Parts of the exercise:
a - Please list every condition that the review of sclerema neonatorum says the disease is associated with.
b - According to the review of sclerema neonatorum, how many articles were reviewed and summarized?
-- Excerpt provided follows --
To review published literature on sclerema neonatorum (SN) in order to clarify its clinical presentation, histological features and management compared with two other diseases: subcutaneous fat necrosis of the newborn (SCFN) and scleredema.


PubMed database was searched using the key words Sclerema neonatorum. A total of 55 articles from peer-reviewed journals were reviewed and summarized.


SN, SCFN and scleredema are diseases of the subcutaneous adipose tissue. SN is characterized by hardening of the skin that gets bound down to the underlying muscle and bone, hindering respiration and feeding and is associated with congenital anomalies, cyanosis, respiratory illnesses and sepsis. Histology of the skin biopsy shows thickening of the trabeculae supporting the subcutaneous adipose tissue and a sparse inflammatory infiltrate of lymphocytes, histiocytes and multinucleate giant cells. SCFN has circumscribed hardening of skin on bony prominences with necrosis of adipocytes in subcutaneous tissue and a dense granulomatous infiltrate on histology. Scleredema is characterized by hardening of the skin along with edema; histology shows inflammatory infiltrate and edema in skin and subcutaneous tissues. SN has a high case fatality rate whereas SCFN and scleredema are self-limiting and lesions resolve within a few weeks to months. Exchange transfusion may improve survival in SN.


The histological features of skin biopsy should be used to establish diagnosis of SN, SCFN and scleredema as disease-specific treatment is imperative in SN due to high fatality.
-- Excerpt provided concluded --
-- Data extract follows --
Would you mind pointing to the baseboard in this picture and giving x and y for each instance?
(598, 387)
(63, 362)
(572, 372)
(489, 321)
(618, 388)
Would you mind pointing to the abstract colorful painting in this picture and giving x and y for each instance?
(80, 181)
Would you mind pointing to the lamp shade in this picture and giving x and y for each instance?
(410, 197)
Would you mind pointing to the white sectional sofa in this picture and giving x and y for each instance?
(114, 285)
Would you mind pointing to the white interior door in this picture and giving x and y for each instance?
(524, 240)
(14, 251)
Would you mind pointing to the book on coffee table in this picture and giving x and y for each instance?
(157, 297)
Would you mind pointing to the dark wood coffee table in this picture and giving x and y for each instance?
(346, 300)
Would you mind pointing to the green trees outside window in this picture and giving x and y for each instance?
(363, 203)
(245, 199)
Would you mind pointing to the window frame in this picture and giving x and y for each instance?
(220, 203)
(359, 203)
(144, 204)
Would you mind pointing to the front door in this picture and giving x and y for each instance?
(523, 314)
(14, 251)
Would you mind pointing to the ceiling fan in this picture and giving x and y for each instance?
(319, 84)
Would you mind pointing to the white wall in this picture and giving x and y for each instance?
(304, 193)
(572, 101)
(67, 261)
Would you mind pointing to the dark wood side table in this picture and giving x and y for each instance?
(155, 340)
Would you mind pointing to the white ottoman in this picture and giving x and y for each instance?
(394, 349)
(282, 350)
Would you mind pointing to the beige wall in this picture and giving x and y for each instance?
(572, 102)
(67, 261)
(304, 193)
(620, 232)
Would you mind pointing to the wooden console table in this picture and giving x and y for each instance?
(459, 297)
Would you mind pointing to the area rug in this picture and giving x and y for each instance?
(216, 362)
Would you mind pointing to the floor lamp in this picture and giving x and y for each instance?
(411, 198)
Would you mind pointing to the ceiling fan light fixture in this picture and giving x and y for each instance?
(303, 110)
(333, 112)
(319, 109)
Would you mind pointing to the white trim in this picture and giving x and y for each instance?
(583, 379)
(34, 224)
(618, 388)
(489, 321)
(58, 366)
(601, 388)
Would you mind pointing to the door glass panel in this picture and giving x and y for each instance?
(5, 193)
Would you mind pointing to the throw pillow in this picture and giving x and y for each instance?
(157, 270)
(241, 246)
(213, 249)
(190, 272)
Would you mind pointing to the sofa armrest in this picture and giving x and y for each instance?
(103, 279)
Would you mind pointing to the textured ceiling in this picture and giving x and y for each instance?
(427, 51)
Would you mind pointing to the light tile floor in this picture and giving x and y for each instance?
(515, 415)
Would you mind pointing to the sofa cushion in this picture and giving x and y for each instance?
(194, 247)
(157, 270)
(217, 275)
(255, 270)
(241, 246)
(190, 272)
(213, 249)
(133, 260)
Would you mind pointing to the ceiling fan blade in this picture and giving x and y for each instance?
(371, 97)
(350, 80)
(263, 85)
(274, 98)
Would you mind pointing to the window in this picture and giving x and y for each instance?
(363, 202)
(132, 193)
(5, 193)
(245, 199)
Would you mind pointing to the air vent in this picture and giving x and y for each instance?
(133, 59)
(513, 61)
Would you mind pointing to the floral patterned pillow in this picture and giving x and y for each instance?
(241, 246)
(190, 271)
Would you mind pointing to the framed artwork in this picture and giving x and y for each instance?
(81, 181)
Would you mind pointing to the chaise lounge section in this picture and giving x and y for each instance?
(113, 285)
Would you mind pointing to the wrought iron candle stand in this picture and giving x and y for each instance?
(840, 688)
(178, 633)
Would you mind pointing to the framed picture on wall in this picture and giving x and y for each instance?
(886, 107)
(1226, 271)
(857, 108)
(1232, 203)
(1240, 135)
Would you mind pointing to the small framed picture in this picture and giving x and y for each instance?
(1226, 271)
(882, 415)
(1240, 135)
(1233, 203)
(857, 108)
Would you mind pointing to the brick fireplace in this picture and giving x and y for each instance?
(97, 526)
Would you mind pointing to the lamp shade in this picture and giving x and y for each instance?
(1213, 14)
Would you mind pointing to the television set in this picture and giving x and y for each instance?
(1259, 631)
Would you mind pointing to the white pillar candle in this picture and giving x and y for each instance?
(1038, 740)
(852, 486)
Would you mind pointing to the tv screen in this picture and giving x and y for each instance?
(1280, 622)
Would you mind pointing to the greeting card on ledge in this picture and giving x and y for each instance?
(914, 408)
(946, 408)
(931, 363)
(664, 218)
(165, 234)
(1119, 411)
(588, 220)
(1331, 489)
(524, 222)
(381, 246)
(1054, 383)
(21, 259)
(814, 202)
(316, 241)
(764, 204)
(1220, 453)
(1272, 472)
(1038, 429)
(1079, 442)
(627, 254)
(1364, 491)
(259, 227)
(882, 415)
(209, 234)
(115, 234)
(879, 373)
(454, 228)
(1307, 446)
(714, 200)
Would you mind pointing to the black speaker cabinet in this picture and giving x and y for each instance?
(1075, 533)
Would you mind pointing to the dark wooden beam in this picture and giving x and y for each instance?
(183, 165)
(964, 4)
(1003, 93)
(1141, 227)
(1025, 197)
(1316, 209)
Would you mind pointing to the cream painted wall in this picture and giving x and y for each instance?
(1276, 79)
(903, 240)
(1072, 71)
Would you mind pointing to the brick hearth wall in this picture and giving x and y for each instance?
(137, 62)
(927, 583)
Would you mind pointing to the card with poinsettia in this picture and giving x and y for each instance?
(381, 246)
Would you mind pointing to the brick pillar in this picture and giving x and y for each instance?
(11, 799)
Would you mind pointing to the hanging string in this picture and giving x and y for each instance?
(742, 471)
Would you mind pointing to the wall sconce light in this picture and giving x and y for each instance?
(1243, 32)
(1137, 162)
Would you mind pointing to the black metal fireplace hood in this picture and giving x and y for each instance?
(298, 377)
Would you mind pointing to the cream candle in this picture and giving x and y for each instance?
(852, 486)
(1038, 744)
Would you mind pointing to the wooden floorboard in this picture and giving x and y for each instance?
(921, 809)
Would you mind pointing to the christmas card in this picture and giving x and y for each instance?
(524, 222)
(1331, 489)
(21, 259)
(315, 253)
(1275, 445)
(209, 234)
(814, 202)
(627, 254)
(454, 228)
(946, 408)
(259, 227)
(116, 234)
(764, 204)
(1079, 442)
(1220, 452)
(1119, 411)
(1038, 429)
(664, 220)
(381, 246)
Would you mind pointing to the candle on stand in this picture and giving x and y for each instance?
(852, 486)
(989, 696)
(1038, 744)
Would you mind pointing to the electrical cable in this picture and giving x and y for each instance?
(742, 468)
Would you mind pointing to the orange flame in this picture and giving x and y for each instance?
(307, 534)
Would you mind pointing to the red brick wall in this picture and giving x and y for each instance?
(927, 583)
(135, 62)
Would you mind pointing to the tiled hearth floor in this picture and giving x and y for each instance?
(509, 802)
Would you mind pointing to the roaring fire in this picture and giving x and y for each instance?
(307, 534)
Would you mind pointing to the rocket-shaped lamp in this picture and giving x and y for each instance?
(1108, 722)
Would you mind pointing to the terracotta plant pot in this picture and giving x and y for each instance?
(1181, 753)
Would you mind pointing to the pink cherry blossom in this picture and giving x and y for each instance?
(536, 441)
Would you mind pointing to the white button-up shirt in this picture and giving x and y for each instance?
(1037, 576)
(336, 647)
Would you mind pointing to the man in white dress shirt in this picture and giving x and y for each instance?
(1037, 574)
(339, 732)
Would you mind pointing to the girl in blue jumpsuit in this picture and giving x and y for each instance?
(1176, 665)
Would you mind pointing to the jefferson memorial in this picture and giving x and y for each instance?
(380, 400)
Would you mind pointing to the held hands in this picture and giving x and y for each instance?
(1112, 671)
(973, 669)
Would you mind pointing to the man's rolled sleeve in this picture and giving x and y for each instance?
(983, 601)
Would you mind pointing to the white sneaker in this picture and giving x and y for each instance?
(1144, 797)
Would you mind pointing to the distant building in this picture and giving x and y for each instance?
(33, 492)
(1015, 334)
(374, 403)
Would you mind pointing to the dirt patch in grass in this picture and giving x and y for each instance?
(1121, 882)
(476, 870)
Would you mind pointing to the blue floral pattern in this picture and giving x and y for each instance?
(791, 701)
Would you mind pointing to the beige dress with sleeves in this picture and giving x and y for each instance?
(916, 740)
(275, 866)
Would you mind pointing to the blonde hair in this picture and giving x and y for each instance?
-- Data extract concluded --
Per-task outputs:
a - Congenital anomalies, cyanosis, respiratory illnesses, sepsis

b - 55 articles from peer-reviewed journals